Dataset rows:
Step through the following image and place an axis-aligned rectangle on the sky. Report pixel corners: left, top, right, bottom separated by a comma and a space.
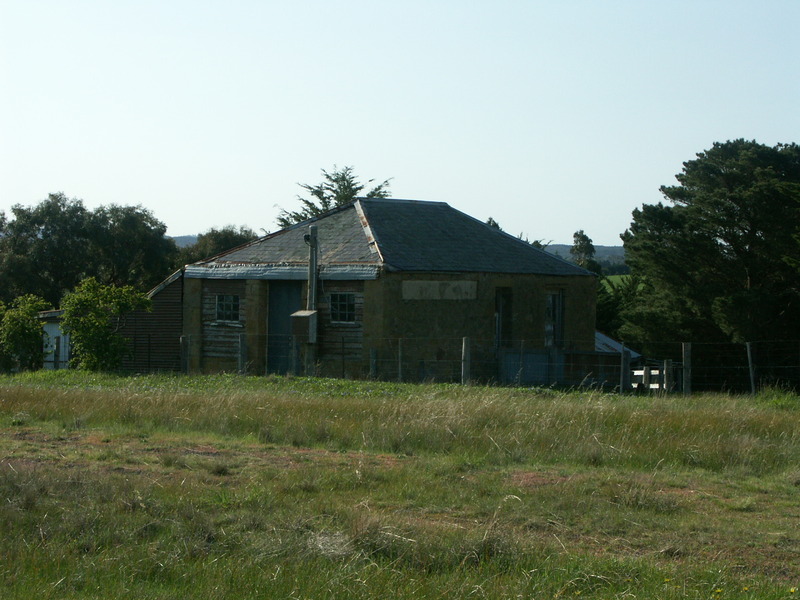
0, 0, 800, 245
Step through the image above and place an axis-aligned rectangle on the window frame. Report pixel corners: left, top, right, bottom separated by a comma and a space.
544, 290, 565, 348
328, 292, 356, 325
215, 294, 241, 323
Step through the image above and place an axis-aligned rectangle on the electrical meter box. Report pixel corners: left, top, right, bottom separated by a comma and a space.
292, 310, 317, 344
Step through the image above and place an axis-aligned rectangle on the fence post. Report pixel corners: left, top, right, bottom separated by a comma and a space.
746, 342, 756, 395
339, 334, 346, 379
180, 335, 189, 374
369, 348, 378, 379
461, 337, 471, 385
290, 334, 300, 377
619, 344, 631, 394
397, 338, 403, 381
682, 342, 692, 396
238, 333, 247, 375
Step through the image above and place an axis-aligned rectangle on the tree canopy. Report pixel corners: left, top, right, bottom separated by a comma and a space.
61, 277, 151, 371
622, 139, 800, 341
0, 294, 51, 370
0, 193, 177, 305
180, 225, 258, 265
278, 165, 390, 228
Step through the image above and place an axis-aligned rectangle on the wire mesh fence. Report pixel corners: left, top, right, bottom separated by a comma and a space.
40, 331, 800, 393
170, 331, 800, 393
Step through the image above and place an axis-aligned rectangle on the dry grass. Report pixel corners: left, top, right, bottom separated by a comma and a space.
0, 374, 800, 598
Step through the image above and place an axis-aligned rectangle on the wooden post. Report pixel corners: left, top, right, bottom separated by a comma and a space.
369, 348, 378, 379
746, 342, 756, 395
661, 358, 672, 394
619, 344, 631, 394
238, 333, 247, 375
339, 334, 345, 379
397, 338, 403, 381
683, 342, 692, 396
461, 337, 471, 385
181, 335, 189, 374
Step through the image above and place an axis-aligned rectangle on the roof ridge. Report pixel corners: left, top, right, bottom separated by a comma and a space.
353, 199, 386, 263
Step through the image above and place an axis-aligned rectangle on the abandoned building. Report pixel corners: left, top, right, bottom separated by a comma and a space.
177, 199, 596, 384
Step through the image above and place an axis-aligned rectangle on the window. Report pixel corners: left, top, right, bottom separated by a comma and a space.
331, 292, 356, 323
544, 291, 564, 348
494, 288, 513, 348
217, 294, 239, 321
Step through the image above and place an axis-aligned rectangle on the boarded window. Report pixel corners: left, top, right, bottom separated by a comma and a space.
544, 291, 564, 348
217, 294, 239, 321
330, 292, 356, 323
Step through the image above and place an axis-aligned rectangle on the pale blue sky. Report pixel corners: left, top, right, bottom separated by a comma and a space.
0, 0, 800, 245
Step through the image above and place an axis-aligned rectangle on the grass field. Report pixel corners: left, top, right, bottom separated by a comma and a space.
0, 371, 800, 600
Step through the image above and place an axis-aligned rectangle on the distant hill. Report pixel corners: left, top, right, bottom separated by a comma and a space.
545, 244, 625, 264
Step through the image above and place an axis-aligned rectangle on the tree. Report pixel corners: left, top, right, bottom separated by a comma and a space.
61, 277, 150, 371
569, 229, 602, 275
0, 294, 51, 370
180, 225, 258, 265
278, 165, 390, 228
486, 217, 550, 250
92, 204, 178, 290
0, 193, 92, 304
0, 193, 177, 304
622, 139, 800, 342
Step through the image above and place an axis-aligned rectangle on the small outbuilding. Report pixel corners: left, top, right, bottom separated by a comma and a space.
178, 198, 596, 385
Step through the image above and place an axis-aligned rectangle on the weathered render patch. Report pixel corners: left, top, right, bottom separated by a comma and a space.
402, 280, 478, 300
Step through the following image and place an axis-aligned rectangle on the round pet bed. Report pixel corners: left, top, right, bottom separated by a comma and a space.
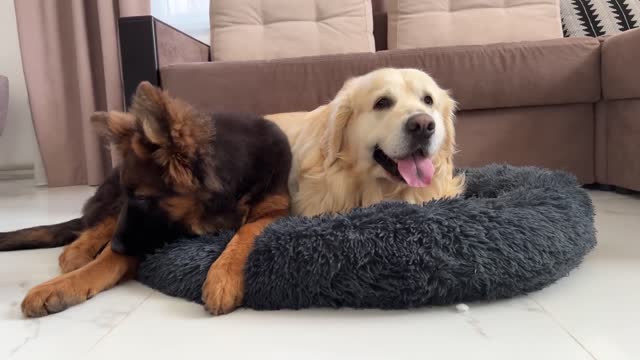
138, 165, 596, 309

TO DO
Return the listing above verbatim, from its first line to its last, leaving out the pictures.

WRITTEN REPLY
Step through the following image and place an axis-aligned rectangle on the sky. Report pixel corners: left, top, right, bottom separated by a comma and a space.
0, 0, 800, 245
Step through the image above and place an axis-aligned rectangle on the window frame. Report pixel corners: left, top, right, bottom separated by a comma and a space.
544, 290, 565, 348
328, 292, 356, 325
215, 294, 241, 323
Step through the image above and place an axis-aligned rectangle on the electrical meter box. Report pixel corners: left, top, right, bottom separated by a comma and a space.
292, 310, 317, 344
Step through the image above and place an axis-aligned rectangle on the fence post. Report pixel corners: left, top, right, bottom separated by a comma and a space.
746, 342, 756, 395
339, 334, 346, 379
180, 335, 189, 374
369, 348, 378, 379
461, 337, 471, 385
290, 334, 300, 377
619, 344, 631, 394
397, 338, 403, 381
682, 342, 692, 396
238, 333, 247, 375
Step through the image above and place an axis-aligned rectangle on the tree canopy. Report pixel corners: left, top, right, bottom separated by a comma and a space.
61, 277, 151, 371
622, 139, 800, 341
0, 294, 51, 370
0, 193, 177, 305
180, 225, 258, 265
278, 165, 390, 228
Step through the image above and place an axis-aligned rectangle on the wire mesh fence. Report pixel corners: left, top, right, bottom separated by a comma and a space.
40, 331, 800, 393
170, 331, 800, 393
Step through the image above and place an axis-aligned rectangle on the dry grass. Report pixel corners: left, top, right, bottom separated by a comma and a space.
0, 374, 800, 598
Step through the image above and place an axis-aligned rectangle on the wooden post. Report pixel corners: left, top, right, bottom separated by a comma and a space.
369, 348, 378, 379
746, 342, 756, 395
661, 358, 672, 394
619, 344, 631, 394
238, 333, 247, 375
339, 334, 345, 379
397, 338, 403, 381
683, 342, 692, 396
461, 337, 471, 385
181, 335, 189, 374
Step through the image above and place an axis-aligned rectangle on the roof ridge. Report pixel corners: left, top, right, bottom separated by a comma and a space.
353, 199, 386, 263
Step through the image above and place an axis-aligned rectangle on the abandoned building. Report pixel corners: left, top, right, bottom separated by a comma and a space.
177, 199, 596, 384
Step through the image above and place an axis-aligned rectangle on the window. Report pixel corners: left, top, right, bottom separated by a comma and a space.
331, 292, 356, 323
544, 291, 564, 348
494, 288, 513, 348
217, 294, 239, 321
Step through the image above and place an axis-aligned rectangle on the boarded window. Report pixel corners: left, top, right, bottom separated by a comma and a space.
544, 291, 564, 348
217, 294, 239, 321
330, 292, 356, 323
Step through the image above and place an axis-aligned rectangle on the pale blue sky. Report pixel corners: left, top, right, bottom separated by a comma and a space.
0, 0, 800, 245
Step through the image above and place an axis-aligned rectangle on the grass field. Report pixel corners: left, top, right, bottom separated by a comma and a space.
0, 371, 800, 600
Step through the image above and place an axis-aligned rectangle on the distant hill. Report pixel corners: left, top, right, bottom separated by a comma and a space.
545, 244, 625, 264
Step through the image above and place an axis-aligned rectangle on the tree. Report pixel corners: left, top, right, bottom separated by a comma and a space.
61, 277, 150, 371
569, 229, 602, 275
0, 294, 51, 370
180, 225, 258, 265
278, 165, 390, 228
486, 217, 550, 250
92, 204, 178, 290
0, 193, 92, 304
0, 193, 177, 304
622, 139, 800, 342
Step through the image above and place an axis-aligned rectangle on the small outbuilding. Report pixel corners: left, top, right, bottom separated by a comma and a space.
178, 198, 596, 385
Step through the image above and place an axis-aligned rectangle on the weathered render patch. Report pixel corners: left, top, right, bottom separated by a comma and a space.
402, 280, 478, 300
Step through the following image and place an axis-aligned rectangle on the round pet bed. Report pixel corners: left, top, right, bottom separated by a comma and a space.
138, 165, 596, 309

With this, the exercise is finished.